→ **Task description**
According to the essay on humans and machines, people today want to feel a number of ways. List every one of them.

For all this to work many technologists assume that humans are like machines in some ways. From this they move to the proposition that humans are little more than machines. And they finally argue that human beings are machines. Thus it follows that machines become human beings. And from here, the jump to a superintelligent artificial intelligence (AI) is trivial.

But the truth is that machines can’t be humans and vice versa. Computers work with concrete symbols, but feelings, experiences, and sensations aren’t easy to put into symbols. And yet they mean something to us. Machines cannot feel and — just as importantly — cannot understand. Even though machines can simulate parts of the human experience, or play chess or Go, fly a plane, drive a car, or find patterns in a muddle of data — much better than us — they lack a fundamental understanding of the thing they’re doing. Regardless of the enormous progress in machine learning, and AI, in the last few years, and the success in the long term, we have to take this misconception into account.

Leaving aside the philosophical questions of AI, and its viability, the issue becomes mostly pragmatic. Whether or not AI succeeds in the long term, it will nevertheless be both developed and deployed with uncompromising efforts. But if we submit ourselves to semi-intelligent programs, failing to plan for the robot apocalypse will be the least of our worries. We’re already starting to live our lives inside machines. Our smartphones and social media are prime examples. The tragedy is that machines will remain as ordinary and dull as they are today, and overtake us anyway.

The world may be driven by efficient machines, but we don’t have to behave like them. We don’t have to reduce our thoughts and feelings to zeros and ones — equivalent to the grunts of early human language — and convince ourselves that’s just what humans have been all along.

These days, people are desperate to have real connections. To feel heard, understood, cared about, and maybe even loved. No artificial connections, not just another name in a database, and not just another fully automated email or targeted ad.

Perhaps we have even more to fear from people who act as if they are computers than from computers programmed to pretend to be humans.

→ **Data supplied**
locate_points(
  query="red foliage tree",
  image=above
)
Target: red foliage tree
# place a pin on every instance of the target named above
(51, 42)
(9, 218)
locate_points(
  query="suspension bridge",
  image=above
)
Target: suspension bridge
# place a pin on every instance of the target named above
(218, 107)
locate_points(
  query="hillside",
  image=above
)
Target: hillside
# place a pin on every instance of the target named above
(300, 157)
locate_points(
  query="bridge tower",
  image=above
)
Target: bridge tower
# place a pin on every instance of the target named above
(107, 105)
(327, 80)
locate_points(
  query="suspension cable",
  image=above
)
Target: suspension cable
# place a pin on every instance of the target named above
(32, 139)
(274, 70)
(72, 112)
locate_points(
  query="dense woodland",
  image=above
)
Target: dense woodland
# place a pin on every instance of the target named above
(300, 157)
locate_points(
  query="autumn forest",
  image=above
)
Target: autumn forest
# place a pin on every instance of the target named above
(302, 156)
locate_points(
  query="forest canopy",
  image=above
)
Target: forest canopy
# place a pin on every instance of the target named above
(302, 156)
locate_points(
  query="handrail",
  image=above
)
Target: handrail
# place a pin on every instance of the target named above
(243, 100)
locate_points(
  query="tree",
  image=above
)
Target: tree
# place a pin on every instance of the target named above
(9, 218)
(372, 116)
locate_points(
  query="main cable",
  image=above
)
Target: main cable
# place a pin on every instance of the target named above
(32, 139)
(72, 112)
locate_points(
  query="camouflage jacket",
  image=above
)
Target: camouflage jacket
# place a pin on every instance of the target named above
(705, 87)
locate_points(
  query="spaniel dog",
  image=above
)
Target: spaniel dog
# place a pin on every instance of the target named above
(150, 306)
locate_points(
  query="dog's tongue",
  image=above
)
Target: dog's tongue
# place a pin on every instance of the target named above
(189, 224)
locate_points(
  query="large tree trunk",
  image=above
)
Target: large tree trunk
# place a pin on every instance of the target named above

→ **Problem solution**
Heard, understood, cared about, and maybe even loved.